■ Extrait du document:
*****
Les sorbets

D'une histoire d'amour entre la glace et le fruit naquit le sorbet. L'origine de cette savoureuse alliance ne date pas d'hier: à l'aube de notre civilisation, Chinois et Arabes connaissaient déjà les entremets glacés et les califes de Bagdad consommaient des sirops refroidis dans la neige, qu'ils appelaient "sharbet". Ce sharbet, qui devint sorbet, fut de tout temps apprécié. Par ses estafettes, Néron faisait descendre des montagnes de la neige, qu'il mélangeait à du miel, de l'eau de rose, de la résine ou des fruits.
Bien plus tard, de retour d'Orient, Marco Polo rapporta, entre autres merveilles, les premières vraies recettes de glaces ainsi qu'un procédé de refroidissement ne faisant plus appel à la neige. Cette révolution culinaire permit de fabriquer des glaces à l'eau, qui connurent un succès immédiat en Italie. Il faudra néanmoins attendre le XVIème siècle pour que la France découvre à son tour les plaisirs de la glace.
*****
■ Données fournies:
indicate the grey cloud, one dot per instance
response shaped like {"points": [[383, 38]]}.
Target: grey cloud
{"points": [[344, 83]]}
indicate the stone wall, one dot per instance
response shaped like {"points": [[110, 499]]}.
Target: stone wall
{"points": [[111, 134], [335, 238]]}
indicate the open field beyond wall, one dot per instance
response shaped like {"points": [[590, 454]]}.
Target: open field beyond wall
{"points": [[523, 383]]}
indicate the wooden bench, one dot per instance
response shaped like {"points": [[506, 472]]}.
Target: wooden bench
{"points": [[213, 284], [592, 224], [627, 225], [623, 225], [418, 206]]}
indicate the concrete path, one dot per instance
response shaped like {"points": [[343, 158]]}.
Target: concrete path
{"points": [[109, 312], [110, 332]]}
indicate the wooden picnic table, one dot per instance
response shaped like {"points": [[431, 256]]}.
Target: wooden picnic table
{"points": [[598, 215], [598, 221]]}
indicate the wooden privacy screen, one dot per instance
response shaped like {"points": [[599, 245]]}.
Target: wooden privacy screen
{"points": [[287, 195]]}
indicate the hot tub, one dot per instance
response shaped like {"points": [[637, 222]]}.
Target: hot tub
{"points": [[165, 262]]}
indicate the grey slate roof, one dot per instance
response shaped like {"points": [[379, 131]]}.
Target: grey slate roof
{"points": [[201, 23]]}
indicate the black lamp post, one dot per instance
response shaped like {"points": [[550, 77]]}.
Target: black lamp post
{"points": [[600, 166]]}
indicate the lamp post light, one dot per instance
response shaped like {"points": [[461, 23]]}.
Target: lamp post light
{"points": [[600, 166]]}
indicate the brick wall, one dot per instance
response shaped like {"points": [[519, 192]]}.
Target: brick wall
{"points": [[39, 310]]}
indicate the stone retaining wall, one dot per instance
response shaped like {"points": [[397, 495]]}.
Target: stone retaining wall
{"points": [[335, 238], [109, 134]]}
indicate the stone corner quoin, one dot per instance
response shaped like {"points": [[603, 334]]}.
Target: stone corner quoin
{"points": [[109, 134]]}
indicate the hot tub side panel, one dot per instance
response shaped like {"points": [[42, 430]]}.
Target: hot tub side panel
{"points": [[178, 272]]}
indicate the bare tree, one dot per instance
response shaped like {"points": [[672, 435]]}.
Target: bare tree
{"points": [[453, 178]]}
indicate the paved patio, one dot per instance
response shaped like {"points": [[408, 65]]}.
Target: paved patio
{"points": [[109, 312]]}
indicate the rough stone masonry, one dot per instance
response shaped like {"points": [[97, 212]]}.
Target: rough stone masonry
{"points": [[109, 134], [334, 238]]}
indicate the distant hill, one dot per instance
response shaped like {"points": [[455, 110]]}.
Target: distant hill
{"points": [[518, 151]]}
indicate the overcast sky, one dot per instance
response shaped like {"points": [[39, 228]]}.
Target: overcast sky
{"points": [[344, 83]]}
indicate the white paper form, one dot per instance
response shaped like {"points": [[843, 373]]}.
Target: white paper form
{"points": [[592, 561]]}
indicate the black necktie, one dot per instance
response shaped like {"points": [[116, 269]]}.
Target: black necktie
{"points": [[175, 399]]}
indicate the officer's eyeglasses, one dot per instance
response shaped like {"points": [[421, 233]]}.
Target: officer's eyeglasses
*****
■ Consigne 1:
Répondez à ces questions d'après le texte sur les sorbets :
(a) Quel nom les califes de Bagdad donnaient-ils à leurs sirops refroidis dans la neige ?
(b) À quoi Néron mélangeait-il la neige descendue des montagnes ?
(c) À quel siècle la France découvre-t-elle les plaisirs de la glace ?
■ Consigne 2:
Traduisez en anglais cette phrase du texte sur les sorbets : « Cette révolution culinaire permit de fabriquer des glaces à l'eau, qui connurent un succès immédiat en Italie. »
■ Consigne 3:
Reprenez, s'il vous plaît, le texte sur les sorbets juste après sa dernière phrase.

■ Réponse attendue 1:
(a) "sharbet"
(b) À du miel, de l'eau de rose, de la résine ou des fruits.
(c) Au XVIème siècle.

■ Réponse attendue 2:
This culinary revolution made it possible to make water ices, which enjoyed immediate success in Italy.

■ Réponse attendue 3:
Venue de Florence pour épouser Henri II, Catherine de Médicis débarqua accompagnée d'une puissante armée de cuisiniers, pâtissiers et d'un certain Senior Buentalenti, glacier royal, qui très vite émerveilla les palais délicats de la cour de France. En 1660, un autre Italien, Procopio di Coltelli, ouvrit le premier café parisien: Le Procope. La glace cessa d'être un plaisir de roi pour s'offrir à la gourmandise du peuple de Paris.
A cette époque apparurent également les premiers mélanges réfrigérants à base de sel et d'eau. La glace put enfin être conservée et dégustée en toute saison. Enfin, le XIXème siècle vit l'avènement de la pasteurisation et de l'homogénéisation. La glace se fabrique maintenant, le plus souvent, de manière industrielle.
On le voit, la métamorphose de la pulpe délicate des fruits, en friandises glacées, a de tout temps modifié l'univers des douceurs. Effaçant saisons et frontières, le sorbet, aujourd'hui, nous entraîne dans une farandole de saveurs et de couleurs où les fruits du monde entier jouent les premiers rôles. Plaisirs du verger, goût de l'exotisme, il nous rappelle en janvier l'acidité fruitée de la framboise, nous désaltère en été par la magie d'un agrume givré et, se prêtant au jeu de notre gourmandise, se conjugue merveilleusement à tous les temps de la fantaisie pour donner à nos desserts un air de fête ou un grain de douce folie.